## TASK STATEMENT
Take the entries below and print all of them exactly, please.

## DATA TO USE
::::
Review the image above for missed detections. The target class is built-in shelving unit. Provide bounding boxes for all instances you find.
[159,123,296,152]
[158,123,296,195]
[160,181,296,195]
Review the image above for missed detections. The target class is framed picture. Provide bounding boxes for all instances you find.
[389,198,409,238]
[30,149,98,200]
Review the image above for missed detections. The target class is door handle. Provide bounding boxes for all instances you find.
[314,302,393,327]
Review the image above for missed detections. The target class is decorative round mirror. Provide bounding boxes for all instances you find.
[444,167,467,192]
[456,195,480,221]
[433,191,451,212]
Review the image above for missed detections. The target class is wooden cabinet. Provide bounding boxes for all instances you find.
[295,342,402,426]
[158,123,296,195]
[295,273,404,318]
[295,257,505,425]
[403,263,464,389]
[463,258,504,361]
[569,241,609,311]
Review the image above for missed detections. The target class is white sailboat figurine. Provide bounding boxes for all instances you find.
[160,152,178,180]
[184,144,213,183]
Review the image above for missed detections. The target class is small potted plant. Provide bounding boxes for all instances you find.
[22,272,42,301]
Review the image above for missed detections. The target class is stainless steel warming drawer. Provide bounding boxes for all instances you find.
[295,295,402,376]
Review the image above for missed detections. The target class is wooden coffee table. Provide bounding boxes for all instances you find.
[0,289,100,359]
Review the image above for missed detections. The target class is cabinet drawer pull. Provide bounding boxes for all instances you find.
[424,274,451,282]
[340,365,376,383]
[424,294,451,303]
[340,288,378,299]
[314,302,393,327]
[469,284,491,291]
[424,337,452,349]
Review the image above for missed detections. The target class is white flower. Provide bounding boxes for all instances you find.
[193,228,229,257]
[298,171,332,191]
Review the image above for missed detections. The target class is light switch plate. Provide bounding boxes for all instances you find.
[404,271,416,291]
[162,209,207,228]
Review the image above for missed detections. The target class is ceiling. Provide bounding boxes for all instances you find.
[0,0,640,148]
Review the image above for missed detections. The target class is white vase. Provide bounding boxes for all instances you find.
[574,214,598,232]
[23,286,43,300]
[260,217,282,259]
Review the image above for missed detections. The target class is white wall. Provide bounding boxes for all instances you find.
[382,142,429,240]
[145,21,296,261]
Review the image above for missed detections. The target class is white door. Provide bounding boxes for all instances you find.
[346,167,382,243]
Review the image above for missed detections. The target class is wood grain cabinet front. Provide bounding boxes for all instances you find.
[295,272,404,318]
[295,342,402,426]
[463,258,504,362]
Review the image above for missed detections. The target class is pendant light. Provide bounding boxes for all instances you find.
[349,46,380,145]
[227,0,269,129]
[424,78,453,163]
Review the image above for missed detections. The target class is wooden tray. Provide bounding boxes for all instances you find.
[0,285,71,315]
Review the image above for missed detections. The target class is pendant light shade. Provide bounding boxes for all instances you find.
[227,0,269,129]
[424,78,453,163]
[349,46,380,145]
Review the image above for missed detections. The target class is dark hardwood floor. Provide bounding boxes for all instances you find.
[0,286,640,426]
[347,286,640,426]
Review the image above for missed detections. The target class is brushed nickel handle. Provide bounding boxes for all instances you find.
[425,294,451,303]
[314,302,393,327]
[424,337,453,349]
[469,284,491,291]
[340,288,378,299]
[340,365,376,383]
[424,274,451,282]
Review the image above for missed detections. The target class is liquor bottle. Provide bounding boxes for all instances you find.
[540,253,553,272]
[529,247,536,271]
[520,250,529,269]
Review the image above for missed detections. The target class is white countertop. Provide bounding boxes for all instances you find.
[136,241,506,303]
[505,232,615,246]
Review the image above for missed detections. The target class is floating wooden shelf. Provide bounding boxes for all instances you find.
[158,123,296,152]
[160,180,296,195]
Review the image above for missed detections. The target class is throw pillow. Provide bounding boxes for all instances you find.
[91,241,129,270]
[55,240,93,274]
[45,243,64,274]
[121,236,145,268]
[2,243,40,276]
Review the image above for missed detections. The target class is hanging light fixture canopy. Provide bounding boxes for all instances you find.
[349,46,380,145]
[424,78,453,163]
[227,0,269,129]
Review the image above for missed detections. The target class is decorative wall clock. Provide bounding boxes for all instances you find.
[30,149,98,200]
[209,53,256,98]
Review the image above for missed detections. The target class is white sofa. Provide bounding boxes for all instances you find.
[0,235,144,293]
::::
## SOLVED PROBLEM
Review the image above for missed detections. The target class is built-in shelving unit. Provide bounding boxes for all instances you find.
[159,123,296,152]
[158,123,296,195]
[160,181,296,195]
Review the image above for missed detections. The target class is framed picture. Provide bounding boxes for all instances you find.
[389,198,409,238]
[30,149,98,200]
Review the image above for missed detections. The target class is door handle. Provide bounding boxes for all instances you find.
[314,302,393,327]
Review the image above for missed detections. The target class is decorative round mirror. Provide bounding boxes for all instances you find.
[444,167,467,192]
[456,195,480,221]
[433,191,451,212]
Review the image above for missed detections. The target class is wooden cabinet. Provide bounding boxes for all instances you find.
[295,342,402,426]
[158,123,296,195]
[295,273,404,318]
[295,257,505,425]
[403,263,464,389]
[463,258,504,361]
[569,241,609,311]
Review the image above for missed detections. The target class is white sailboat figurine. Provide bounding boxes for all instances you find.
[160,152,178,180]
[184,144,213,183]
Review the image above for missed detections. The target class is small potted plant. Provide bounding boxes for all instances you find.
[22,272,42,301]
Review the image above for missed detections. The target class is stainless steel warming drawer. Provide bounding boxes for all instances you find.
[295,295,402,376]
Review the image above for missed detections. The target class is wooden coffee table. Provide bounding boxes for all instances you find.
[0,289,100,359]
Review the image above for missed detections. The target class is cabinet drawer pull. Provide bounding boxes for all instances you find.
[424,274,451,282]
[340,365,376,383]
[424,294,451,303]
[340,288,378,299]
[314,302,393,327]
[469,284,491,291]
[424,337,452,349]
Review the image above for missed detections. The target class is white flower. Provide bounding boxes for all instances you find.
[193,228,229,257]
[298,171,332,191]
Review the image above for missed detections. The target class is light switch plate. Provide bounding boxes for all instances you find.
[404,271,416,291]
[162,209,207,228]
Review the image above for missed detections. The target class is ceiling. Provide bounding boxes for all instances you find.
[0,0,640,148]
Review the image above for missed detections. The target class is white vase. Provide bounding boxes for all instances you find.
[574,214,598,232]
[23,286,43,300]
[260,217,282,259]
Review the image above for missed detections. The target class is white wall. Provide bounding boxes for all instances you find.
[382,142,429,240]
[145,21,296,261]
Review the image above for missed detections. The target class is white door. Provide bounding boxes for all instances you find.
[346,167,382,243]
Review the image above for missed detections. The target class is wood grain cabinet front. Provide bounding boxes for all instances you find.
[295,272,404,318]
[295,342,402,426]
[463,258,504,362]
Review the image above for missed detections. The target class is pendant light. Provide bounding boxes for all instances you find.
[349,46,380,145]
[227,0,269,129]
[424,78,453,163]
Review the image above for missed detections. The target class is wooden tray. Provide bounding boxes for all instances you find.
[0,285,71,315]
Review the image above for missed detections. The target class is pendant light shade. Provide bounding boxes for all instances you find.
[227,0,269,129]
[424,78,453,163]
[349,46,380,145]
Review the image above for missed detections. The target class is dark hardwood floor. Provide bounding boxes for all instances you find.
[0,286,640,426]
[347,286,640,426]
Review the image above for missed detections. The target class is brushed nickel handle. Provide bounding boxes for all instances you find.
[425,294,451,303]
[314,302,393,327]
[424,337,453,349]
[469,284,491,291]
[340,288,378,299]
[340,365,376,383]
[424,274,451,282]
Review the image above for missed detections. The target class is liquor bottle. Provide bounding boxes for all instances you find.
[540,253,553,272]
[529,247,536,271]
[520,250,529,269]
Review the image above for missed detections. The target class is white countertop. Provide bounding boxes for all instances you find.
[136,241,506,303]
[505,232,615,246]
Review the image above for missed detections. The target class is floating wooden shelf. Provide bounding boxes for all instances you find.
[158,123,296,152]
[160,180,296,195]
Review the image above for missed detections. The target class is throw pillow. Provide bounding boxes for all instances you find.
[91,241,129,270]
[55,240,93,274]
[45,243,64,274]
[121,236,145,268]
[2,243,40,276]
Review the image above for missed detections. The target class is hanging light fixture canopy. Provide bounding boxes for all instances you find.
[349,46,380,145]
[424,78,453,163]
[227,0,269,129]
Review the image above for missed detections. The target class is decorative wall clock. Provide bounding boxes for all instances you find.
[30,149,98,200]
[209,53,256,98]
Review the image above for missed detections. The target class is white sofa. Provide bounding boxes for all instances you find.
[0,235,144,293]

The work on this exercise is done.